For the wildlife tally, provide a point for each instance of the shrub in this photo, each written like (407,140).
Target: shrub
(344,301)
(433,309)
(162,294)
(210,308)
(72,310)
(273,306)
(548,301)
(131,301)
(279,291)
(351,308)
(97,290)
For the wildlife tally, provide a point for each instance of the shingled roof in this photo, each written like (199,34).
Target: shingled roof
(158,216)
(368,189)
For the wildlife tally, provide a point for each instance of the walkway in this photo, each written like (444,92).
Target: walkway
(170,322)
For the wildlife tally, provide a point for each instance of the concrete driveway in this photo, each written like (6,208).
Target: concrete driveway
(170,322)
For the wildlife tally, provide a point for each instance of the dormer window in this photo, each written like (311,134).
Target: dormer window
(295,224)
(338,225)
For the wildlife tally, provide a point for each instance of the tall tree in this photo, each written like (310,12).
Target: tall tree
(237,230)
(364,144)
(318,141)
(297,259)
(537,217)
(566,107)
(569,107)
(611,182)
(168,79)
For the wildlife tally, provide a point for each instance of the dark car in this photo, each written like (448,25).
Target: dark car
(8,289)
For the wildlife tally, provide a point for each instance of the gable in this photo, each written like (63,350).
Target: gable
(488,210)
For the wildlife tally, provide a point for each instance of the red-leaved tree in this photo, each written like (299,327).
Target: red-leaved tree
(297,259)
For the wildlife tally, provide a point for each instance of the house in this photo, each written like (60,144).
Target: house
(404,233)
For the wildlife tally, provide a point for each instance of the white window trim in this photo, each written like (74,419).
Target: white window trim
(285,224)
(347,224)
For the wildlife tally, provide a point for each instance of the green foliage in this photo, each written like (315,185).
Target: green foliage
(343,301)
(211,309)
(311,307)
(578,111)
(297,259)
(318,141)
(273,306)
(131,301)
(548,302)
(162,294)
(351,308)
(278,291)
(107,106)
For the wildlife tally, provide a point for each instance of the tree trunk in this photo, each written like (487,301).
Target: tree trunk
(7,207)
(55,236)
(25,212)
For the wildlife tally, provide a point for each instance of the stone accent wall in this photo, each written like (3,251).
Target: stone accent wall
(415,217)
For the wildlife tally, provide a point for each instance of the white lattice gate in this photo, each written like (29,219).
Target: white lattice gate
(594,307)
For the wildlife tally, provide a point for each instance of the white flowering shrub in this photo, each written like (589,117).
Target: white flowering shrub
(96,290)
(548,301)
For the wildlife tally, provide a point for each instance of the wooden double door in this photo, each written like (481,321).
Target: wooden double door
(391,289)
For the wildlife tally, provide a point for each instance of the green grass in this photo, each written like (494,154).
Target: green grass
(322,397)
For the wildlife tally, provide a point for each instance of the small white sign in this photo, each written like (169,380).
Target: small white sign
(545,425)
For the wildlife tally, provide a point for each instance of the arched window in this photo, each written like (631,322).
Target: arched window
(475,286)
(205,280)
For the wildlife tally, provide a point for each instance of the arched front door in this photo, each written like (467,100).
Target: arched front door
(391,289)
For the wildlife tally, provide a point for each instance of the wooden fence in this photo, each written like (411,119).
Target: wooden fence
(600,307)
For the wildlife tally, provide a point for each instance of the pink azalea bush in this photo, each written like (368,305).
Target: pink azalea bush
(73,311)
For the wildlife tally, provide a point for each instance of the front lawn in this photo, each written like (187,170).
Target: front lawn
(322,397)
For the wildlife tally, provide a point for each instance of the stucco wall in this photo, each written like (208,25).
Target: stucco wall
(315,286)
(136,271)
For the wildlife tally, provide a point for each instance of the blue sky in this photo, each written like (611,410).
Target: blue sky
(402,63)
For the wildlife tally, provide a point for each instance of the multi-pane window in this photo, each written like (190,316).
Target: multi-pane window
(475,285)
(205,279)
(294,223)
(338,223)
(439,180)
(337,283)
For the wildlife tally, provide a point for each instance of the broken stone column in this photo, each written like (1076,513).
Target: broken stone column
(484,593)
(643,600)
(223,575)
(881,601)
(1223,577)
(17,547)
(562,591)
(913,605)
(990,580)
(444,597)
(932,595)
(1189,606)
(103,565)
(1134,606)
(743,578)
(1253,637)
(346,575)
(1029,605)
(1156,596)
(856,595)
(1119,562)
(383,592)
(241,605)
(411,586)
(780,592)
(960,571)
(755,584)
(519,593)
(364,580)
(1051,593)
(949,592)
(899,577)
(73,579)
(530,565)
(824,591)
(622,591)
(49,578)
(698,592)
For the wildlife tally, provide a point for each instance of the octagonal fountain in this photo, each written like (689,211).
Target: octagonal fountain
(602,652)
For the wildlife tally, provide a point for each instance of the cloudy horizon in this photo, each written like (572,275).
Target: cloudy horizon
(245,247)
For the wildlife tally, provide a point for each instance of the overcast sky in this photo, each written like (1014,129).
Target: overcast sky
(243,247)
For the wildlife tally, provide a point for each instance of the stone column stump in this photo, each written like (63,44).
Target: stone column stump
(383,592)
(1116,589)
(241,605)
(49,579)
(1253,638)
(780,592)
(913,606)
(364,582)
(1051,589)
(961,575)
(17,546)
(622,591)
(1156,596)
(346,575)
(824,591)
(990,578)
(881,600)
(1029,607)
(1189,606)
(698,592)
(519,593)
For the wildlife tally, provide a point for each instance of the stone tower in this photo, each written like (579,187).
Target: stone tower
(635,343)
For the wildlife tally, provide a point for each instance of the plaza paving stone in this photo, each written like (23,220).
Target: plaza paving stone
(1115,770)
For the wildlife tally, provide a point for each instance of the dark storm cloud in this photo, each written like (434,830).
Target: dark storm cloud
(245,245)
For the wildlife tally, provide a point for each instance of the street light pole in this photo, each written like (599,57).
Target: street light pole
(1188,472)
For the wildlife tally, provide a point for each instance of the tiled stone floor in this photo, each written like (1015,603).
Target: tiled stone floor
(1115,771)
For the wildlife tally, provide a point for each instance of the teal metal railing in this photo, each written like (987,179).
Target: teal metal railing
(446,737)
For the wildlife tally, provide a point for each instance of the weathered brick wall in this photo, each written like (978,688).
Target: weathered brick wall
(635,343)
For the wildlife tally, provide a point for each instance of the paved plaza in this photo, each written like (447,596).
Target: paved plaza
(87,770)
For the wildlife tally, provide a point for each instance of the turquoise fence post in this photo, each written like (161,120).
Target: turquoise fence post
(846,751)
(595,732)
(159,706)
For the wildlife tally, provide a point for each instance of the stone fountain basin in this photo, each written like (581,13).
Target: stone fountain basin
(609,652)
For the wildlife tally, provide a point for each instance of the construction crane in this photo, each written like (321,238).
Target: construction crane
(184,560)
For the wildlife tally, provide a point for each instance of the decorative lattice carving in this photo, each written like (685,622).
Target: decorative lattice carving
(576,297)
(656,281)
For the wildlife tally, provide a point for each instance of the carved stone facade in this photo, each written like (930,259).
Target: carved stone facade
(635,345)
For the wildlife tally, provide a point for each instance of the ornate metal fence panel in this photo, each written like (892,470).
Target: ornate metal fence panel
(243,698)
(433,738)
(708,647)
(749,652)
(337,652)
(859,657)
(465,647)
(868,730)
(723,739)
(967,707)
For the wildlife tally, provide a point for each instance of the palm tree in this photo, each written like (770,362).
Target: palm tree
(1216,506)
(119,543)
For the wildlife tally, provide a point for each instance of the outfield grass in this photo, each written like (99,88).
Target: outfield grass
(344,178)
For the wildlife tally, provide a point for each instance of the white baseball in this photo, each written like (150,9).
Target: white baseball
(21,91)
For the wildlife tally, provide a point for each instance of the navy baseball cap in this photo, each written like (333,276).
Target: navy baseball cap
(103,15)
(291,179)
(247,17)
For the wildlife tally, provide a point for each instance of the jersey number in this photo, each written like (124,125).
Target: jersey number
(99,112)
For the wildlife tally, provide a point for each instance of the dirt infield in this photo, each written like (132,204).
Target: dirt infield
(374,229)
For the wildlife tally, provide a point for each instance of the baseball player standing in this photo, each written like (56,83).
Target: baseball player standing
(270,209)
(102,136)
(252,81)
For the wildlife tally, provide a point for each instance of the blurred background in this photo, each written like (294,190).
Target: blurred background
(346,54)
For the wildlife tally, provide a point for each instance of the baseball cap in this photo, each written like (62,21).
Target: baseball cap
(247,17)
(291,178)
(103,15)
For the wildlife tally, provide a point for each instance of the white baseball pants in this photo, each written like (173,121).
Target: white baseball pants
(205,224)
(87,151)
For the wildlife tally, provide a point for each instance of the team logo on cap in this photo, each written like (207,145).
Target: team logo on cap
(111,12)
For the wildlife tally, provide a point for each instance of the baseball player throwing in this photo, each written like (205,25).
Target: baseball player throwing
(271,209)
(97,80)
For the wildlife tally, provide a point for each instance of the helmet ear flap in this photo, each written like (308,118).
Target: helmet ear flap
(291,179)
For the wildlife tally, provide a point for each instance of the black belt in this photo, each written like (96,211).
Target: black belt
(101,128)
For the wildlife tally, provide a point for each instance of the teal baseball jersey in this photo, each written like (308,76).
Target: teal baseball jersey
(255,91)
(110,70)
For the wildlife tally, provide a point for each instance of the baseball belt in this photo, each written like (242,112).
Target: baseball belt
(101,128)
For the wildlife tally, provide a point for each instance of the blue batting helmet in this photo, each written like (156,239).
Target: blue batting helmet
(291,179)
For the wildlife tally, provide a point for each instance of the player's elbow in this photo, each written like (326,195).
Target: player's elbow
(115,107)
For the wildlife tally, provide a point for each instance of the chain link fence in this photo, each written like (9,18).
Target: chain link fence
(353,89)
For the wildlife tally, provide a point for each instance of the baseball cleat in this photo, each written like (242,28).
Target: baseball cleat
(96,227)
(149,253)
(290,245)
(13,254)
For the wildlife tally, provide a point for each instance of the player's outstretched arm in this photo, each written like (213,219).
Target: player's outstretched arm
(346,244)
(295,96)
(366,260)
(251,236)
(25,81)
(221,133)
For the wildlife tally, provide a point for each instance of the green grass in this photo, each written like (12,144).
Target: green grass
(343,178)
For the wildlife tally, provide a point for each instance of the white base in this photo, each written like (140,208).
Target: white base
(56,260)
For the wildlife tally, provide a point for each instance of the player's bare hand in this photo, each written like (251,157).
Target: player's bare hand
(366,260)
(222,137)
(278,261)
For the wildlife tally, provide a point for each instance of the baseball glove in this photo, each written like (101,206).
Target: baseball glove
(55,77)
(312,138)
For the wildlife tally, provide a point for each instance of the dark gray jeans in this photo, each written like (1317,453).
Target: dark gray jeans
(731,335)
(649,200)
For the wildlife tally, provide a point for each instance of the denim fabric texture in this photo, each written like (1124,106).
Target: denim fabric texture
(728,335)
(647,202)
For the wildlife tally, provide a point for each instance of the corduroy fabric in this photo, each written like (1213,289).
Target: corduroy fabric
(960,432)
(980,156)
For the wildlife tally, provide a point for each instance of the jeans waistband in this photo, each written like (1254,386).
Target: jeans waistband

##########

§ REQUIREMENT
Repeat exactly the lines starting at the line with "written like (140,208)." and ending with the final line of the entries. Include nothing else.

§ RESULT BELOW
For the wildlife tally, provide a point for each instance of the white base in this photo, each written like (140,208).
Target: white base
(56,260)
For the wildlife tally, provide a point for each instance of the player's bare hand in this photo, each written like (251,157).
Target: player's bare hand
(366,260)
(222,137)
(278,261)
For the wildlife tally, provide a point for each instance of the baseball glove in this photo, each written like (101,206).
Target: baseball glove
(55,77)
(312,138)
For the wildlife tally, provide a point for each instance of the dark gray jeans in this photo, each written like (1317,453).
Target: dark gray jeans
(731,335)
(649,200)
For the wildlife tally, provide a point for each instance of the denim fabric texture in this photo, each written like (1124,106).
Target: denim fabric texture
(728,335)
(647,202)
For the wildlife tally, provide a point for each instance of the corduroy fabric in this photo, each written like (1213,289).
Target: corduroy fabric
(960,432)
(980,156)
For the wildlife tally, provide a point for each instance of the jeans waistband in this photo, each written like (1254,386).
Target: jeans waistband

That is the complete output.